Work to be completed
According to the paper summary below, which two scale-invariant metrics do the authors' algorithm and software extract?

Provided text
Mixup Barcodes: Quantifying Geometric-Topological Interactions between Point Clouds
Hubert Wagner, Nickolas Arustamyan, Matthew Wheeler, Peter Bubenik
TL;DR
The paper introduces mixup barcodes, a new topological descriptor that couples standard persistence with image persistence to quantify interactions between point clouds. By computing a coordinated mixup decomposition from filtrations of L and K, the authors provide a practical algorithm and software to extract total mixup and mixup percentage as scale-invariant metrics. Applied to embeddings from neural network training, the method reveals meaningful geometric-topological interactions that correlate with disentanglement across layers and data difficulty, offering advantages over conventional persistence in capturing inter-class structure. This work expands topological data analysis toward interaction-aware descriptors and suggests broad applicability in science and engineering domains where spatial relations between components matter. Specifically, it aligns with the Chromatic TDA direction and demonstrates potential for diagnosing training dynamics and guiding regularization in high-dimensional settings.

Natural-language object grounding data
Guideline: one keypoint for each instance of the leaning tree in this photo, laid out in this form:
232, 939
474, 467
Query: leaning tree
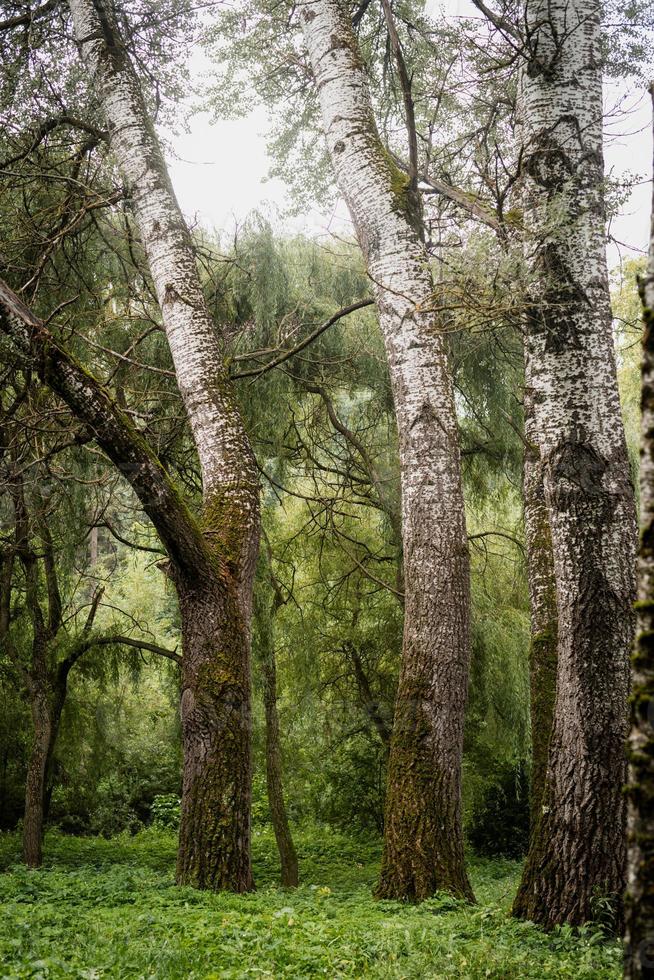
212, 554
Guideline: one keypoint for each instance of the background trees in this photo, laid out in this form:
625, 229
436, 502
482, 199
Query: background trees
222, 369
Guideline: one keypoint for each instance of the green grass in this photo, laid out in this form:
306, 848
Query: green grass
110, 909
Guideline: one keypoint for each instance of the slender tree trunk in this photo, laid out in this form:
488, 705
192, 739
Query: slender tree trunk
423, 846
214, 845
37, 767
544, 615
274, 773
639, 907
216, 595
46, 707
577, 854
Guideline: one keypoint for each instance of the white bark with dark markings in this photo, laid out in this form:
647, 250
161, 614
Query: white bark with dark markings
423, 842
578, 852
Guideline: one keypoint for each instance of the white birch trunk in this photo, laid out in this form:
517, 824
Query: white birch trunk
423, 843
216, 607
578, 852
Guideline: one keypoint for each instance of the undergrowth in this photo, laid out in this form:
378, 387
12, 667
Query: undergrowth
109, 908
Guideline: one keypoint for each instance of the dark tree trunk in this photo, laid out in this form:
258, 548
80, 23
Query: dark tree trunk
577, 854
274, 779
639, 906
544, 616
46, 706
214, 839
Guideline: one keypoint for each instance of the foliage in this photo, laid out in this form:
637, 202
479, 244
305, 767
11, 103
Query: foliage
110, 909
500, 824
165, 811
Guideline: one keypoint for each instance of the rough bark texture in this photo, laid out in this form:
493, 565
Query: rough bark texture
274, 773
639, 907
212, 564
46, 705
577, 855
544, 615
423, 848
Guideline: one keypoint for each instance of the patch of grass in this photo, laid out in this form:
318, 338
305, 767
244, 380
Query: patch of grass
103, 908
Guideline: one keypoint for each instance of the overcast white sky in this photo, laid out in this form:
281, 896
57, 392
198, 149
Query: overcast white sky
220, 170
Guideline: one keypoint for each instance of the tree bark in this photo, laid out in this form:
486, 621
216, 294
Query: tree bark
423, 846
639, 906
577, 855
212, 560
46, 705
544, 614
274, 772
214, 841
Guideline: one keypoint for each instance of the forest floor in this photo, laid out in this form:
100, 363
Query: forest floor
110, 909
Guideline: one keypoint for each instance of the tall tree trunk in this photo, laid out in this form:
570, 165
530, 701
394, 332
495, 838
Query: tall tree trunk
216, 600
639, 908
544, 614
577, 854
46, 705
214, 843
423, 845
274, 776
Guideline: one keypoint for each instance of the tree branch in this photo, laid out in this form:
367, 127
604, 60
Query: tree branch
113, 430
285, 355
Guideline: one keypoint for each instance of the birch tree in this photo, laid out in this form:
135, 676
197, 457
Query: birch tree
639, 939
423, 847
213, 556
577, 852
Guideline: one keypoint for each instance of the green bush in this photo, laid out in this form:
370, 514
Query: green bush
165, 811
500, 824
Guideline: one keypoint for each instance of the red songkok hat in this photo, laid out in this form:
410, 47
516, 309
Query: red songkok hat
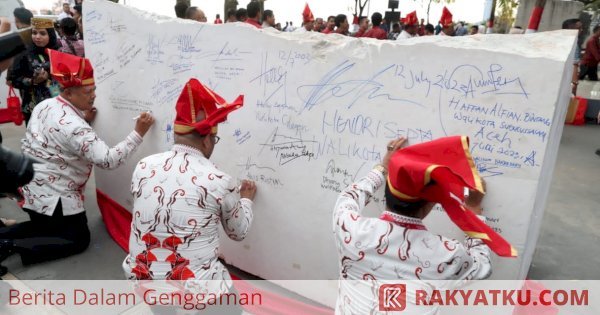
411, 19
307, 15
438, 171
446, 18
70, 70
196, 97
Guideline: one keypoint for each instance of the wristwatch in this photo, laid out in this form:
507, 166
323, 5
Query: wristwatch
381, 168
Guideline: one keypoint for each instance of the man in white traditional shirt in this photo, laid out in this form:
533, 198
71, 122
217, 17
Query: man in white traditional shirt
67, 148
397, 246
181, 198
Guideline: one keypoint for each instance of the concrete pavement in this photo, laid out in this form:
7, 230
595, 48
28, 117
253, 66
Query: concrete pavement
568, 247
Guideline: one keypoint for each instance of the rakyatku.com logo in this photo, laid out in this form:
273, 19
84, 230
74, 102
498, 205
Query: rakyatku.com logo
392, 297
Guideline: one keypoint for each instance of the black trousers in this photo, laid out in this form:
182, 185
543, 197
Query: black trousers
590, 71
47, 238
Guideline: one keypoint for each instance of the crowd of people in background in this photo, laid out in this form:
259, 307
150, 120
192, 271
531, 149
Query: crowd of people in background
375, 27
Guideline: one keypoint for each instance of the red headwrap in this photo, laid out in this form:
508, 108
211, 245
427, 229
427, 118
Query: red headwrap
446, 18
307, 14
196, 97
411, 19
70, 70
438, 171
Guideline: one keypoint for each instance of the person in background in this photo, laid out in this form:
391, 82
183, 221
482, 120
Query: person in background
461, 29
363, 27
231, 16
180, 9
446, 22
429, 30
341, 24
268, 19
77, 10
588, 66
241, 15
318, 25
415, 178
438, 28
4, 25
66, 12
218, 19
308, 20
253, 9
421, 29
376, 31
411, 25
30, 72
290, 27
193, 13
330, 25
59, 135
22, 18
70, 43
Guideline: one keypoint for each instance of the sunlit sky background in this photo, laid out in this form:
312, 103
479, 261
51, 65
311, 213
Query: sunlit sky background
471, 11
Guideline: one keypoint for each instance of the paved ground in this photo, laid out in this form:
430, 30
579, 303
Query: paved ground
568, 247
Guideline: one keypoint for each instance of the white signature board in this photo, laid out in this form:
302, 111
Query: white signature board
319, 111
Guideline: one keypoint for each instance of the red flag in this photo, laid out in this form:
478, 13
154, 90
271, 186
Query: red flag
438, 171
70, 70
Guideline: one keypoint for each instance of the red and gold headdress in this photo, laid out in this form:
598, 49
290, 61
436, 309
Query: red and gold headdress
70, 70
197, 97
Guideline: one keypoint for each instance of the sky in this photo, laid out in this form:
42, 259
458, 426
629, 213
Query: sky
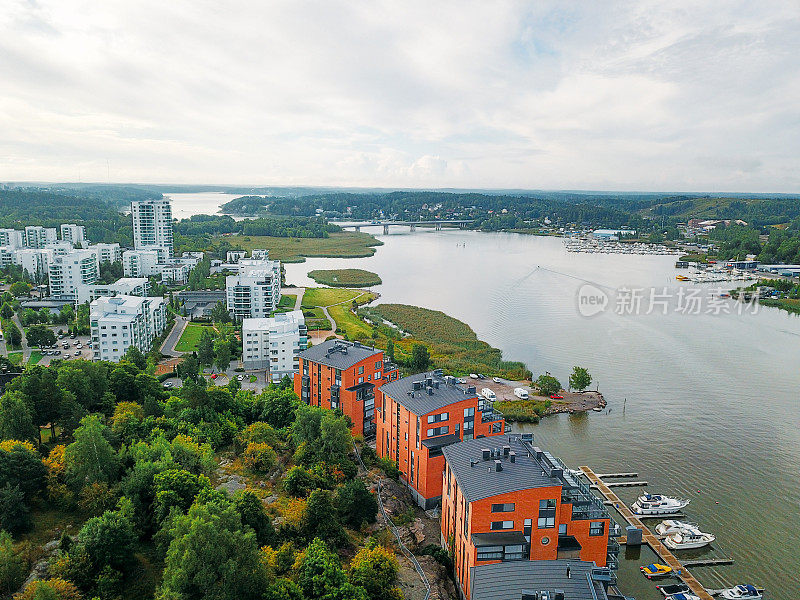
640, 95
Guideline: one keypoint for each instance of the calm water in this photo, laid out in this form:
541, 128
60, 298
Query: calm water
701, 406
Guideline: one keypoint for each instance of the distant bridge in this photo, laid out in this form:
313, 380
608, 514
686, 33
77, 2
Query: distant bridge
461, 224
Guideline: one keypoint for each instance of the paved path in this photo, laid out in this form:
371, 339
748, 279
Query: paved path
168, 347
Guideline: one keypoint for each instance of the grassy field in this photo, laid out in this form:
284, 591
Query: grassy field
345, 277
189, 338
453, 345
345, 244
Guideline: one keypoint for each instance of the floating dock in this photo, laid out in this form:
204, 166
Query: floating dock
664, 554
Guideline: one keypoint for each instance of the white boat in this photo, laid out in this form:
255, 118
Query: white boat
688, 539
670, 526
656, 504
742, 592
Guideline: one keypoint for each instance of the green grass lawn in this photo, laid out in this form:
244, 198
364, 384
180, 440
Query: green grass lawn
345, 277
345, 244
190, 337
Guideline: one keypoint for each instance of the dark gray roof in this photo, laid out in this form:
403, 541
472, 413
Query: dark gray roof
339, 354
507, 580
482, 481
419, 401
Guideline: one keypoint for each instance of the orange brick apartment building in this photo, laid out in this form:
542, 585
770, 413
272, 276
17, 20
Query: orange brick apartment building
418, 416
344, 375
505, 500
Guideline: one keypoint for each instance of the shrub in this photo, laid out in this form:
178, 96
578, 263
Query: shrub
259, 457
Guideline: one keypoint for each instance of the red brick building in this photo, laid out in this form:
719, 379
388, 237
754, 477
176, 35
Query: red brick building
344, 375
506, 500
419, 415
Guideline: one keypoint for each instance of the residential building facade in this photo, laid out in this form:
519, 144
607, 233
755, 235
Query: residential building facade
255, 290
506, 500
152, 226
417, 416
344, 375
274, 343
123, 321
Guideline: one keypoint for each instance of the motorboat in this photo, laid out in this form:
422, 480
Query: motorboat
742, 592
656, 570
656, 504
688, 539
671, 526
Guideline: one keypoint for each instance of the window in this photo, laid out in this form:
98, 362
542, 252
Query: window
547, 514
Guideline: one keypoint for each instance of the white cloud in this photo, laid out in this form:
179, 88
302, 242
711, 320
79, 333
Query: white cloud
613, 95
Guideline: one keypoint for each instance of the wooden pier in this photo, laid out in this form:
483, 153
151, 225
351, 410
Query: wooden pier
664, 554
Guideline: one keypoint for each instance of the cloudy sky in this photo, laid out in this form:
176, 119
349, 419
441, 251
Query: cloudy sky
636, 95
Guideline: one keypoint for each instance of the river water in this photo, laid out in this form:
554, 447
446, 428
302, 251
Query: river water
702, 406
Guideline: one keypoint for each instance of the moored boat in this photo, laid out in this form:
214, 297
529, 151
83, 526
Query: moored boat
656, 504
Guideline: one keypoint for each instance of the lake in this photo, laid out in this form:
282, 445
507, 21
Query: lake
702, 406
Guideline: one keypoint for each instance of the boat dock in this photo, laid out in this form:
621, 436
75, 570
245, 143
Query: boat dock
664, 553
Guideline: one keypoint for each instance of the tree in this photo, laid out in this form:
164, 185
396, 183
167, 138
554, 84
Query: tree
321, 519
134, 356
356, 505
205, 348
548, 385
321, 575
580, 379
15, 418
41, 336
222, 355
420, 358
12, 567
20, 288
90, 458
375, 569
212, 557
6, 312
251, 510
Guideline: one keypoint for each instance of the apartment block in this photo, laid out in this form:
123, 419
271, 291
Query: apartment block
123, 321
255, 290
505, 500
344, 375
152, 226
418, 416
12, 238
74, 234
69, 273
274, 343
140, 263
38, 237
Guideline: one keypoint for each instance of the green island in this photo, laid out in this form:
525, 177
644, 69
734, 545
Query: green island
345, 277
344, 244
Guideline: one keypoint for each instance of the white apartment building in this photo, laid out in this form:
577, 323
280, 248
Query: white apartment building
75, 234
123, 321
12, 238
73, 272
33, 261
152, 225
140, 263
38, 237
107, 252
274, 343
256, 290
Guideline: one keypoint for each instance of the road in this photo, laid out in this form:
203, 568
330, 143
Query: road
168, 347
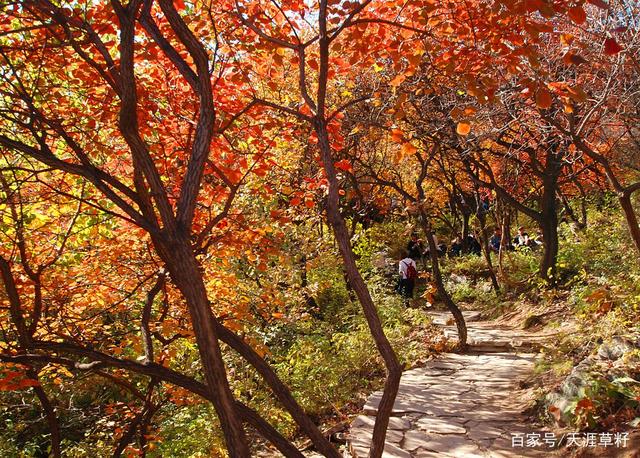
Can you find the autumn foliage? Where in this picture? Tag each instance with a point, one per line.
(157, 156)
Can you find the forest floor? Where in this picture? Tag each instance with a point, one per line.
(473, 404)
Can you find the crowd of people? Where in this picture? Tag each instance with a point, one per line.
(416, 250)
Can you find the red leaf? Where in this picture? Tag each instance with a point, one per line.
(599, 4)
(344, 164)
(543, 99)
(577, 15)
(463, 128)
(611, 47)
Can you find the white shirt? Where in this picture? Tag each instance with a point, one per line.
(404, 265)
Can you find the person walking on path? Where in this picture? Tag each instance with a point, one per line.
(408, 273)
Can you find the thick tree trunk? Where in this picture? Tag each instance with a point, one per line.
(50, 415)
(549, 223)
(442, 291)
(341, 233)
(185, 273)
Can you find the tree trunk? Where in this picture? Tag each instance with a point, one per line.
(549, 221)
(186, 275)
(442, 291)
(50, 415)
(631, 217)
(484, 241)
(341, 233)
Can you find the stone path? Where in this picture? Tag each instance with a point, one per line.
(458, 405)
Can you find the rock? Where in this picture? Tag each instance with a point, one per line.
(395, 423)
(615, 348)
(455, 445)
(360, 449)
(440, 425)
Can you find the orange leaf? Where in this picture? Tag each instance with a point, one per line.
(397, 136)
(611, 47)
(397, 81)
(408, 149)
(571, 58)
(543, 99)
(463, 128)
(344, 164)
(585, 404)
(599, 4)
(577, 15)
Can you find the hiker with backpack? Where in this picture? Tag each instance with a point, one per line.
(408, 274)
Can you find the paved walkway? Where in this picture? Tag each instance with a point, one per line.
(458, 405)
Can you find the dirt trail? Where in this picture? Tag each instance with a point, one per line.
(462, 405)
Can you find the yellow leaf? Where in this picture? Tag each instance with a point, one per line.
(408, 149)
(463, 128)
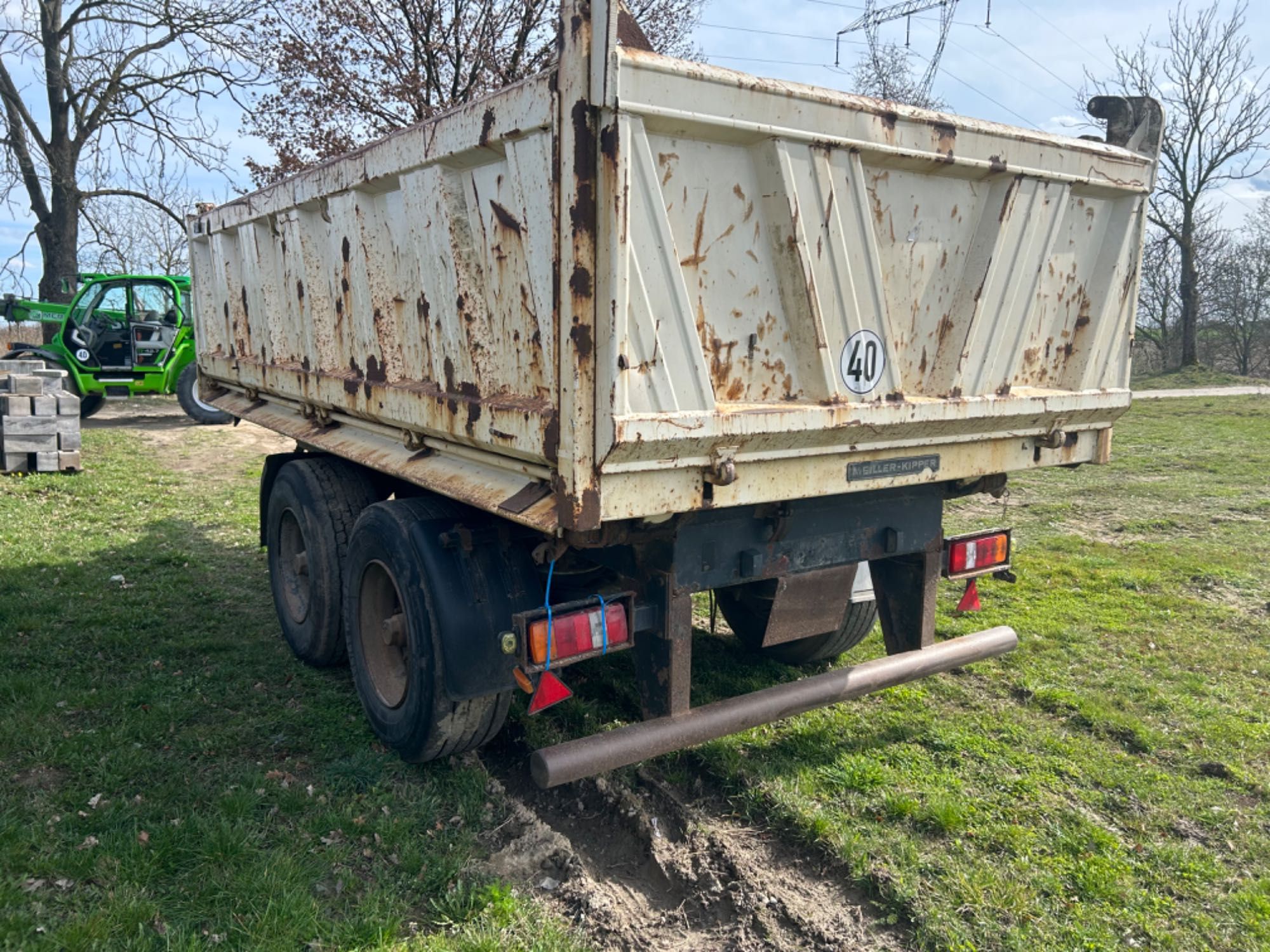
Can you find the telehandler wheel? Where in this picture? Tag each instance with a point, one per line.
(313, 508)
(747, 609)
(187, 394)
(393, 649)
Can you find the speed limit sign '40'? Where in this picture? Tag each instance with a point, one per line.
(864, 360)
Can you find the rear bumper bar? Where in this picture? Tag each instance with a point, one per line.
(598, 753)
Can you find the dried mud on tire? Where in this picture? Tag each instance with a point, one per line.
(665, 869)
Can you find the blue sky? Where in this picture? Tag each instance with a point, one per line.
(1023, 72)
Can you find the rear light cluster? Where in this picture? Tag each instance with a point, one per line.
(578, 633)
(979, 555)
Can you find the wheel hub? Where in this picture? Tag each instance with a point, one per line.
(294, 568)
(382, 633)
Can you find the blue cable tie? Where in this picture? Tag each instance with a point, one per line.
(604, 623)
(547, 604)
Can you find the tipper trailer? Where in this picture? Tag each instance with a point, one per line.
(639, 328)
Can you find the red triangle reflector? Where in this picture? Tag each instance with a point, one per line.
(971, 600)
(552, 691)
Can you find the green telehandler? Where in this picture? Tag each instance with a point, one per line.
(121, 336)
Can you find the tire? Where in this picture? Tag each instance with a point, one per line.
(313, 508)
(187, 393)
(747, 609)
(91, 404)
(402, 682)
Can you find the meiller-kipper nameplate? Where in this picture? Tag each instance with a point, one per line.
(892, 469)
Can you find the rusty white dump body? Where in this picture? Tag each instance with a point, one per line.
(641, 286)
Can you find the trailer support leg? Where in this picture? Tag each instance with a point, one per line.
(905, 588)
(664, 659)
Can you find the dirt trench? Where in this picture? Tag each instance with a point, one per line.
(664, 868)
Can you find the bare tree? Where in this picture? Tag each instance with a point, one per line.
(129, 238)
(1158, 300)
(1217, 110)
(887, 73)
(101, 92)
(346, 73)
(1239, 307)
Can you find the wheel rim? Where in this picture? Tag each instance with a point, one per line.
(294, 568)
(382, 633)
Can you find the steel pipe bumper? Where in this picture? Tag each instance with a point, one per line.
(598, 753)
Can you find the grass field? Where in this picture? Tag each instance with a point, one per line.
(170, 777)
(1193, 378)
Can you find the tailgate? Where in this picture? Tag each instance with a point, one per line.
(806, 281)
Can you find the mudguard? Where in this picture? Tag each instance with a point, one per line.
(269, 474)
(478, 579)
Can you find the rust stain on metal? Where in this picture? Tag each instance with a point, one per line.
(582, 342)
(698, 257)
(609, 142)
(505, 218)
(631, 35)
(581, 282)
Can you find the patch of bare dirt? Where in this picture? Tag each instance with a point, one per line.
(184, 446)
(41, 777)
(657, 868)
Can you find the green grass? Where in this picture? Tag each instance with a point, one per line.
(1196, 376)
(1106, 786)
(172, 779)
(1103, 788)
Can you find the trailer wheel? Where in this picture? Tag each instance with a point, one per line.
(311, 516)
(187, 395)
(747, 609)
(392, 643)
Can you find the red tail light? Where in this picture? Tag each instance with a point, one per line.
(977, 555)
(578, 633)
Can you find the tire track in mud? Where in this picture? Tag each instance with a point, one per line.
(655, 866)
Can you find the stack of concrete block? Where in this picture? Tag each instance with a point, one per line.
(40, 428)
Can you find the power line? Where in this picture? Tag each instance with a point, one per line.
(774, 34)
(991, 32)
(755, 59)
(1060, 31)
(980, 92)
(998, 68)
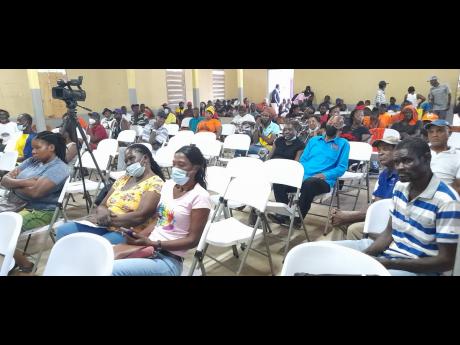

Final answer
Total mixup and mixup percentage.